* RECORDS FOR THE EXERCISE
□ □ □ □
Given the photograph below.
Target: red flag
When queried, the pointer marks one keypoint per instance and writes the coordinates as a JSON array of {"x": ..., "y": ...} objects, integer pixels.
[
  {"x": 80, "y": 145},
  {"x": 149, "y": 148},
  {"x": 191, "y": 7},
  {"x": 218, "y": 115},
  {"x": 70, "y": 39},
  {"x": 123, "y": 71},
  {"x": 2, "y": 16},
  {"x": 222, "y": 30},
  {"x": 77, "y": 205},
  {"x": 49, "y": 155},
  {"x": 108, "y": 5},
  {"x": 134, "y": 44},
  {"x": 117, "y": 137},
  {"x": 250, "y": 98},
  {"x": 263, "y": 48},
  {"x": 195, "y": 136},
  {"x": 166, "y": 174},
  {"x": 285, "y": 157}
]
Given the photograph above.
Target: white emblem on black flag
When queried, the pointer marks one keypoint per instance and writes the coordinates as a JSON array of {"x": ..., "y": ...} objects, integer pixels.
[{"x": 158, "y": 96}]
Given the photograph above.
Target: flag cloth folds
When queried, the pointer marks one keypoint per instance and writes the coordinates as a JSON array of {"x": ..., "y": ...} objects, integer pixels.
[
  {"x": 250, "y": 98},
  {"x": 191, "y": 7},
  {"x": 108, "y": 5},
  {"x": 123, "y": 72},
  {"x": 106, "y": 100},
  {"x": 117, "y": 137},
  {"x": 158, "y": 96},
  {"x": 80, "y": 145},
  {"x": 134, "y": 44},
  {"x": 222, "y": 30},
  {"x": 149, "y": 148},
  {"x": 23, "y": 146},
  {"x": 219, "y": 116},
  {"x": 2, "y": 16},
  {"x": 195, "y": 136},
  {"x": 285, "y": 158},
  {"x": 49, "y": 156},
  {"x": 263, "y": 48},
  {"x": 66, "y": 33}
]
□ □ □ □
Rewrite all the records above with "keypoint" changed to "point" at every occurrence and every other character left as it is.

Given the photograph below.
Target: red flag
When queried, the pointer marks one point per instance and writes the coordinates as a JSON array of {"x": ..., "y": ...} objects, integer pixels.
[
  {"x": 80, "y": 145},
  {"x": 149, "y": 148},
  {"x": 191, "y": 7},
  {"x": 218, "y": 115},
  {"x": 70, "y": 39},
  {"x": 123, "y": 71},
  {"x": 2, "y": 16},
  {"x": 222, "y": 30},
  {"x": 77, "y": 205},
  {"x": 49, "y": 155},
  {"x": 108, "y": 5},
  {"x": 134, "y": 44},
  {"x": 117, "y": 137},
  {"x": 250, "y": 98},
  {"x": 263, "y": 48},
  {"x": 195, "y": 136},
  {"x": 166, "y": 174},
  {"x": 285, "y": 157}
]
Given the photograph above.
Target: white emblem on black flag
When queried, the pointer marks one point per instance and writes the coordinates as a JSON array of {"x": ..., "y": ...} objects, integer pixels.
[{"x": 158, "y": 96}]
Given the photograph above.
Target: flag cloth folds
When queried, the pointer marks one point per instance and writes the coordinates as a JSON array of {"x": ..., "y": ...} objects, integer pixels.
[
  {"x": 250, "y": 98},
  {"x": 191, "y": 7},
  {"x": 108, "y": 5},
  {"x": 123, "y": 72},
  {"x": 106, "y": 100},
  {"x": 117, "y": 137},
  {"x": 158, "y": 96},
  {"x": 80, "y": 145},
  {"x": 134, "y": 44},
  {"x": 222, "y": 30},
  {"x": 149, "y": 148},
  {"x": 23, "y": 146},
  {"x": 219, "y": 116},
  {"x": 2, "y": 16},
  {"x": 195, "y": 136},
  {"x": 285, "y": 158},
  {"x": 49, "y": 156},
  {"x": 263, "y": 48},
  {"x": 66, "y": 33}
]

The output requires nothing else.